> _Task item_: Continue the passage about Faitlovitch and the Beta Israel, starting right after its last sentence.

> _Provided text_:
########
A key element of his “Jewish counter-mission” involved bringing members of the Beta Israel to Europe for comprehensive Jewish education, with the aim of training community leaders who could later serve in Ethiopia. The first two Ethiopians he brought to Europe were Tä ͗ammərat Amanu ͗el and Gette Erməyas. Lacking support from the influential Alliance Israélite Universelle, Faitlovitch established his own “Pro-Falasha” committees in Italy and Germany to raise funds for his mission.

One notable journey (1908–1909) brought him back to Ethiopia, where he was received by Emperor Menelik II. Faitlovitch used this opportunity to advocate for fair treatment of the Beta Israel. His experiences from this trip were published in German as Quer durch Abessinien (1910) and later in Hebrew as Massa el ha-Falashim (1959).

=== Activities from 1913 Onward ===
In 1913, during his third trip to Ethiopia, Faitlovitch founded a school in Dembiya to provide a Jewish education for the children of Beta Israel. After the First World War, he increasingly focussed on the United States. He lectured at the University of Geneva (1915-1919) and founded a boarding school in Addis Ababa in 1923. Although he settled in Tel Aviv in 1927, he continued to travel frequently, especially to the USA, where he gave lectures and collected donations. The Italian invasion of Ethiopia (1935-1936) and the Second World War finally brought his work to a halt. After the founding of Israel in 1948, however, he managed to persuade the Jewish Agency to fund educational initiatives for Beta Israel. He was a tireless advocate of their integration into the Jewish world, as he firmly believed that the Beta Israel were ethnically and religiously connected to the Jewish people.
########
Point localization data
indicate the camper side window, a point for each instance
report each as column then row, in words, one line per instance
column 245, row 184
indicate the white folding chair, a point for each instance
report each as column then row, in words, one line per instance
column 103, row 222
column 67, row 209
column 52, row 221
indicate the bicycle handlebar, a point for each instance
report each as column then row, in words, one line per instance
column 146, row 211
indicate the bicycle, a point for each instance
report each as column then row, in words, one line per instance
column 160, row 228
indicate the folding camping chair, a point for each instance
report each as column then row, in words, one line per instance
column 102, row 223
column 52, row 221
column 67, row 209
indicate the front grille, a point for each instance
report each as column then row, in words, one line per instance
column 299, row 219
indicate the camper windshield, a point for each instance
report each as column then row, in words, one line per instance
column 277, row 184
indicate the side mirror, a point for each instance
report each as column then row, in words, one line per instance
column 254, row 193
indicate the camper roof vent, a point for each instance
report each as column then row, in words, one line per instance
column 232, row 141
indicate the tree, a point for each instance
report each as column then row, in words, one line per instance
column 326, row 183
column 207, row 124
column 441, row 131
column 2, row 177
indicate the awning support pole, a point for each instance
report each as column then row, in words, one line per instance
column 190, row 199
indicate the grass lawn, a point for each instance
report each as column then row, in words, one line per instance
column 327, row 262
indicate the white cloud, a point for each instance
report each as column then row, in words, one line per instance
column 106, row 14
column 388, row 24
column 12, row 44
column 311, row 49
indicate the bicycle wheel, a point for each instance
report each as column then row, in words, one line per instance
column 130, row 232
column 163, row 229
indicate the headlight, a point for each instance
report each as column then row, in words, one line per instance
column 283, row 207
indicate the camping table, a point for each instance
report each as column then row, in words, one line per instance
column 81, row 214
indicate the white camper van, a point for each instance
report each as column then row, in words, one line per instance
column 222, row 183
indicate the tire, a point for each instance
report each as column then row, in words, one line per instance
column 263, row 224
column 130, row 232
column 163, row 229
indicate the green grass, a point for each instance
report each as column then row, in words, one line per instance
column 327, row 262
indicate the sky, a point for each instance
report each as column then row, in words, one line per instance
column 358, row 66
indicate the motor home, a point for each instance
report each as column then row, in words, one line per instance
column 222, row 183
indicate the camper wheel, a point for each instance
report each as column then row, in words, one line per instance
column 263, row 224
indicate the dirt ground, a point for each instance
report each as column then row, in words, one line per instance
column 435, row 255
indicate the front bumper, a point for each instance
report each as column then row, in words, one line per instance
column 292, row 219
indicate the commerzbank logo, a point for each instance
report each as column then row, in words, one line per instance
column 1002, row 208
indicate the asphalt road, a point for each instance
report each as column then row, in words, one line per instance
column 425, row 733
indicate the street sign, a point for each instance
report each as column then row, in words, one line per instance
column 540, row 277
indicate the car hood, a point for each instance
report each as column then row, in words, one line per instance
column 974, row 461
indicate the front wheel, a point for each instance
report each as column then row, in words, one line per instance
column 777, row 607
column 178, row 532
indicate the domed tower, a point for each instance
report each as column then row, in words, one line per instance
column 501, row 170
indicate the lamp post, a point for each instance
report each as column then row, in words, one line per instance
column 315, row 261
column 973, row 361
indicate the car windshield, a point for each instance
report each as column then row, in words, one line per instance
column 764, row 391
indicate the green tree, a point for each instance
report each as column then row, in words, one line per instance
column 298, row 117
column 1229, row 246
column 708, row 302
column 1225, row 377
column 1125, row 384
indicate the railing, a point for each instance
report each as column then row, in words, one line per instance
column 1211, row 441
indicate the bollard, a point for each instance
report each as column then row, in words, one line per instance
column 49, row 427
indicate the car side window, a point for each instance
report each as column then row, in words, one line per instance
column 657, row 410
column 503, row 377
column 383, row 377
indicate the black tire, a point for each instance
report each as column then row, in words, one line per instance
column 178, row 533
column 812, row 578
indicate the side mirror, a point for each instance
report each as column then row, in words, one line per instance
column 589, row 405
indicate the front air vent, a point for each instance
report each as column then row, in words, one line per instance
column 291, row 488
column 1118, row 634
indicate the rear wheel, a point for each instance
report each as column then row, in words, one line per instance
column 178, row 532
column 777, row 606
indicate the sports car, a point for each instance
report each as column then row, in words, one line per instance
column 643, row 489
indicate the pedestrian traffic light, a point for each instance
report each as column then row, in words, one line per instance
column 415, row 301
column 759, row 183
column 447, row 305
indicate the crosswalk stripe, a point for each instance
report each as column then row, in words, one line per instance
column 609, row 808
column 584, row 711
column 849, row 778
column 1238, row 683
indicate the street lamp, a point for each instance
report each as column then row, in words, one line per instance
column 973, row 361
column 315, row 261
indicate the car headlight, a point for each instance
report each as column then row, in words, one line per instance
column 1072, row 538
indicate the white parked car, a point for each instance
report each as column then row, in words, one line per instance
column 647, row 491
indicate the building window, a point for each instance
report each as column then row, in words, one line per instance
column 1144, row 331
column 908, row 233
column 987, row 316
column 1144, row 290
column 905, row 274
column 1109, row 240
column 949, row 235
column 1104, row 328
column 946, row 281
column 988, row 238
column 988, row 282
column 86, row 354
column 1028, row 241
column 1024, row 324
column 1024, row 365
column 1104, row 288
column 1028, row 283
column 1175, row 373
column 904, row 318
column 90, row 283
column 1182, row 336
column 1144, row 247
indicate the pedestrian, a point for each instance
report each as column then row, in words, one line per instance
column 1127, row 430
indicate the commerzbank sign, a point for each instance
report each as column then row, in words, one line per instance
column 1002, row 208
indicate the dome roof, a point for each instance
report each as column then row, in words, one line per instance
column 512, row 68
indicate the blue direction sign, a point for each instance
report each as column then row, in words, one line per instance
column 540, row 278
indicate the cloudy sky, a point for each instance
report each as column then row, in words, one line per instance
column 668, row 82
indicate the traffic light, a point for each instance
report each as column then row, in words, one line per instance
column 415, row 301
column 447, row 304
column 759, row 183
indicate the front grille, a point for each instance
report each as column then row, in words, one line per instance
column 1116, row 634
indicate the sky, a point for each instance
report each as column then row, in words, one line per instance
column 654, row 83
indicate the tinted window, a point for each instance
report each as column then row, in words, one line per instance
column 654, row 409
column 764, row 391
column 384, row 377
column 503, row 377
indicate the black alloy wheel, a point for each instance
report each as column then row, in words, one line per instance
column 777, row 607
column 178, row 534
########
> _Output for this exercise_:
== Legacy ==
Faitlovitch, driven by a profound sense of religious duty, dedicated his efforts to studying Beta Israel and facilitating its reintegration into the broader Jewish community. Over his lifetime, he organized the education of 25 young members of Beta Israel, bringing them to Europe, Egypt, and Palestine for training. Upon their return, these individuals played a dual role within their communities, intensifying existing tensions while also promoting the adoption of normative Jewish practices.

In addition to his work with Beta Israel, Faitlovitch was also involved in the search for other ‘nidhei Israel’ (the ‘scattered Israelis’) and proselytism, founding several committees. His best-known publications include Mota Mus (1906), Proverbes Abyssins (1907), Nouveaux Proverbes Abyssins (1909), Les Falachas d'après les Explorateurs (1907), Versi Abissini (1910) and Falasha Letters (1913). His only English publication, , appeared in the American Jewish Year Book in 1920.

Faitlovitch left behind a valuable library, which he bequeathed to the Tel Aviv city council. Today, this collection is housed at Tel Aviv University, a lasting testimony to his devotion to Beta Israel and his endeavour to bring it into the Jewish fold.

== Literature ==

- Steven Kaplan. “Faitlovitch, Jacques.“ In Encyclopaedia Aethiopica (EA), vol. 2, ed. Siegbert Uhlig, Wiesbaden, 2005, pp. 243f.
- Max Wurmband & Emanuela Trevisan Semi. “Faïtlovitch, Jacques.” In Encyclopaedia Judaica, vol. 6, 2nd ed., ed. Michael Berenbaum & Fred Skolnik, Detroit, 2007, pp. 677f.
- Emanuela Trevisan Semi & Todor Parfitt. Jacques Faitlovitch and the Jews of Ethiopia, London/Portland OR, 2007.